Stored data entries
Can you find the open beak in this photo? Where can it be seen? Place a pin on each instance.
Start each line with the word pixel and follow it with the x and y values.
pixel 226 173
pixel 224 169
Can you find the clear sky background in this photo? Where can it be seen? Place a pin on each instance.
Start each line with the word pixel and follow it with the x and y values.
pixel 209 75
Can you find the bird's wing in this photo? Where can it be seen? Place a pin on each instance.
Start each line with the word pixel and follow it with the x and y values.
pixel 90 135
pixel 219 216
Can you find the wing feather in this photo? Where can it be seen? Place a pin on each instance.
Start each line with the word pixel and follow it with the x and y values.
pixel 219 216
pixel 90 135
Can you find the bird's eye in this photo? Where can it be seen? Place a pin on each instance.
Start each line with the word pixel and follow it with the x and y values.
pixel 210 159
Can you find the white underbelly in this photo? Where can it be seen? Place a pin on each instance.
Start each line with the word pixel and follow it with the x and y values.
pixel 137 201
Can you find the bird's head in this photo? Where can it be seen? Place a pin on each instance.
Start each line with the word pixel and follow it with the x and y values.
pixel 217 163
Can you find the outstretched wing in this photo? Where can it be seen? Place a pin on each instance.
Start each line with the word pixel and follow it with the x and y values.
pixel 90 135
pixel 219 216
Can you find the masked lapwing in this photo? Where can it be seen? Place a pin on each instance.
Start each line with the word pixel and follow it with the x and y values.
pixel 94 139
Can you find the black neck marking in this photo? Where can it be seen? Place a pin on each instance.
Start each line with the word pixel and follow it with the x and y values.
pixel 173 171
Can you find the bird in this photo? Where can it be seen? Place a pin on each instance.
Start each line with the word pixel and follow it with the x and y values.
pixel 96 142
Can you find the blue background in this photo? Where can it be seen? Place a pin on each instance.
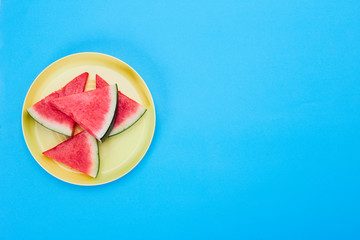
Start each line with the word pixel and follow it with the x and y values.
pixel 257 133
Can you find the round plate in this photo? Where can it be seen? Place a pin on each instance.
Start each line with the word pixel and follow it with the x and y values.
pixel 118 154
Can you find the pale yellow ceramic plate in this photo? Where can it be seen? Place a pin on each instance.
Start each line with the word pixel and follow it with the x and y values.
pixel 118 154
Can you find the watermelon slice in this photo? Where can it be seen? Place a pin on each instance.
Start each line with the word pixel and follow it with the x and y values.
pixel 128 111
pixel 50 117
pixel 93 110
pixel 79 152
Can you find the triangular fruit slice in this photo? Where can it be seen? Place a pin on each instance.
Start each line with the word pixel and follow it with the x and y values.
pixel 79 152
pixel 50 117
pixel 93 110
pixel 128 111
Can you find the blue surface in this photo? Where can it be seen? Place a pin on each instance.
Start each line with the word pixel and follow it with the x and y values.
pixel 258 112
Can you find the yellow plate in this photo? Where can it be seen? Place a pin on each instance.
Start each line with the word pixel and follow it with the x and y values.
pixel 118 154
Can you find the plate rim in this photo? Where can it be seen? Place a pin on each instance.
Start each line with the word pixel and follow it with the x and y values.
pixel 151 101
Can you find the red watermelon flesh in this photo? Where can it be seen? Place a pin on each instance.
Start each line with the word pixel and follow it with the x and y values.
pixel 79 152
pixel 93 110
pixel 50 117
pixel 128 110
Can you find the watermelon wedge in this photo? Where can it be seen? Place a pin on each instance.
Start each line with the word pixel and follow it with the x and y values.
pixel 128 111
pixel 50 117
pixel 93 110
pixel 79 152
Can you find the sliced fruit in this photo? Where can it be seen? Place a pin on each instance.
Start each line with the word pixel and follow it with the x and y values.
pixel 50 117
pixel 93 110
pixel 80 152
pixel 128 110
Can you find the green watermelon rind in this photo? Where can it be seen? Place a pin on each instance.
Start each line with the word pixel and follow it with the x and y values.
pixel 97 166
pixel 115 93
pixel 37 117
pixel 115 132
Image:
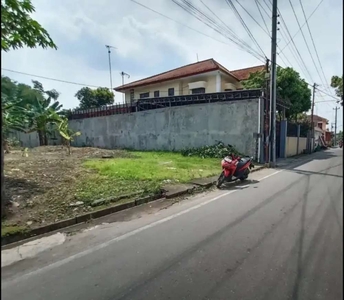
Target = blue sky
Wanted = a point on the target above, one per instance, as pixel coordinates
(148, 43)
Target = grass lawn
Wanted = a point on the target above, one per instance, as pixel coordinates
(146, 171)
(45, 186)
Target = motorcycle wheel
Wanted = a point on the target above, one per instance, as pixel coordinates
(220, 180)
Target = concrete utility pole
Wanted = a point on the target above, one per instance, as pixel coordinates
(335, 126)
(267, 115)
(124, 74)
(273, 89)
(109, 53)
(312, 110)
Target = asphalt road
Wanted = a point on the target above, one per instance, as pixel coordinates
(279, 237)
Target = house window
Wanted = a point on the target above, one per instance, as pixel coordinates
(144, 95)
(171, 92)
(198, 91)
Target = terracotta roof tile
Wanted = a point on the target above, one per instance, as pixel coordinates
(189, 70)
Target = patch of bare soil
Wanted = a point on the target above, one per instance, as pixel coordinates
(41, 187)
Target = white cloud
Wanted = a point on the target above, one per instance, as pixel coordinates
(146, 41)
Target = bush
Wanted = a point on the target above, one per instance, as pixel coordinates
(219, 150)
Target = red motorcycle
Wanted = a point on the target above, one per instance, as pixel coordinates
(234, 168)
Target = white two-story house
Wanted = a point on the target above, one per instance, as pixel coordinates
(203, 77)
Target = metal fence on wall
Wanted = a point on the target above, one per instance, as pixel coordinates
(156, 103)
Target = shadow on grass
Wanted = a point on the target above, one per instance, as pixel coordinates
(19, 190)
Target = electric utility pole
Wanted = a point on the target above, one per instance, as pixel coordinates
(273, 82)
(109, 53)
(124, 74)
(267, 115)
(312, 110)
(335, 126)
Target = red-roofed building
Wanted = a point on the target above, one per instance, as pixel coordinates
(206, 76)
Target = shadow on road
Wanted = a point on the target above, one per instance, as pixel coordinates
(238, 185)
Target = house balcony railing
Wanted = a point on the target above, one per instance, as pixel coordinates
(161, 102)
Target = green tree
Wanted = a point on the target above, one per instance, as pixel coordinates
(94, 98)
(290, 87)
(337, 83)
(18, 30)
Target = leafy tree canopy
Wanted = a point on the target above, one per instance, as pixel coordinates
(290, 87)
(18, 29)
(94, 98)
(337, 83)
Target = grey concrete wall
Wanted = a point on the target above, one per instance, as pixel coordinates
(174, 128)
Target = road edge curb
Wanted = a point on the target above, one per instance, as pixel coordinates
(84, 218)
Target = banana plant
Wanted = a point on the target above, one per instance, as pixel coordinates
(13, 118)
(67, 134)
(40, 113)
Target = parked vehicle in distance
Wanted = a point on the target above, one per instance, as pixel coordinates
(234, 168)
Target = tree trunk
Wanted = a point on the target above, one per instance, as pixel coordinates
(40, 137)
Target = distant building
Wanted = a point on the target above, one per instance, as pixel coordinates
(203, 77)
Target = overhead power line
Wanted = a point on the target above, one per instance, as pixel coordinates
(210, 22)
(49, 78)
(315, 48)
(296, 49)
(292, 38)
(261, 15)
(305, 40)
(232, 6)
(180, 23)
...
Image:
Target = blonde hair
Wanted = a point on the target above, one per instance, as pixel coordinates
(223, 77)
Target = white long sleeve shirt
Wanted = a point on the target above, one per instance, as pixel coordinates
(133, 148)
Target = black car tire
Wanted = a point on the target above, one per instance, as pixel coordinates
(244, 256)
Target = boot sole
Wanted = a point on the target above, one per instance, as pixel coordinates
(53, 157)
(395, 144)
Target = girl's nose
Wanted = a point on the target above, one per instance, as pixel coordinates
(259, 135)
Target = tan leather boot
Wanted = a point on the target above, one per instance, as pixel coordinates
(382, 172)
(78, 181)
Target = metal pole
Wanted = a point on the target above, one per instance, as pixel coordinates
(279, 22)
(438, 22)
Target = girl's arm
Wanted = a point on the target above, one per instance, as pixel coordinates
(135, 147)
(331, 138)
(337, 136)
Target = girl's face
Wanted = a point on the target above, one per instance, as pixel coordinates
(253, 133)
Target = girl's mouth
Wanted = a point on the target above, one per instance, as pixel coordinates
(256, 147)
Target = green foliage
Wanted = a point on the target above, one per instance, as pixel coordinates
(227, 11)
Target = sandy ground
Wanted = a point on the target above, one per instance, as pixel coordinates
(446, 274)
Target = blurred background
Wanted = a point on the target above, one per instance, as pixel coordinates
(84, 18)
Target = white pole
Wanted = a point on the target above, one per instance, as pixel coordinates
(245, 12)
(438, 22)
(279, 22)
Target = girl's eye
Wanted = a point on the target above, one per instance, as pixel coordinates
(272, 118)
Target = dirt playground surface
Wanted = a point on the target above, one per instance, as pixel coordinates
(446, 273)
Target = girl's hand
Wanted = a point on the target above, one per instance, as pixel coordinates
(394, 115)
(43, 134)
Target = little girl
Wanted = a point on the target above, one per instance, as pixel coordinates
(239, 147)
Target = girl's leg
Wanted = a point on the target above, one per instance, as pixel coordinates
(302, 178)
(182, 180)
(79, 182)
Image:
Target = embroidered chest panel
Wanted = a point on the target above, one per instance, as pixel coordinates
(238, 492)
---
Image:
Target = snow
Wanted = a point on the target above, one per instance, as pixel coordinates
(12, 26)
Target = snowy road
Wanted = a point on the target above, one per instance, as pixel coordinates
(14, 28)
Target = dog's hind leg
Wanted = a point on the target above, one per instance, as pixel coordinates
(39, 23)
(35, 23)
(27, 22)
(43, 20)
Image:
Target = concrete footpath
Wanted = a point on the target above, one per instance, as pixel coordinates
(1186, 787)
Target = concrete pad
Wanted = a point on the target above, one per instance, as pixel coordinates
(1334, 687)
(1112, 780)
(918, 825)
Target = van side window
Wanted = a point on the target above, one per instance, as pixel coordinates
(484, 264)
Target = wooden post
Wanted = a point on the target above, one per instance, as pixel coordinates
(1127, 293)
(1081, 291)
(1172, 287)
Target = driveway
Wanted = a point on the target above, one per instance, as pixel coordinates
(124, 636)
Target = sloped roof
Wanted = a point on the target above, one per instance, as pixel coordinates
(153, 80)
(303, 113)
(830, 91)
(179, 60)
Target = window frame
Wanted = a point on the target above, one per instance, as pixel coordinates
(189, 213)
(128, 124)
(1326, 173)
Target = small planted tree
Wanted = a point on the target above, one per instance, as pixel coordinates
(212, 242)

== Assignment ==
Set down exactly the lines of the data above, beginning with the line that has "Can you find the open" and ending with the line that has "Can you find the bird's wing", and no others.

== Solution to this problem ==
Can you find the open beak in this photo? Where can it be seen? Place a pin on each instance.
Start each line with the word pixel and follow it with the x and y values.
pixel 226 173
pixel 224 169
Can you find the clear sky background in this photo? Where can it be seen? Place a pin on each instance.
Start each line with the word pixel and follow it with the x and y values.
pixel 209 75
Can you find the bird's wing in this photo? Where can it be seen? Place a pin on each instance.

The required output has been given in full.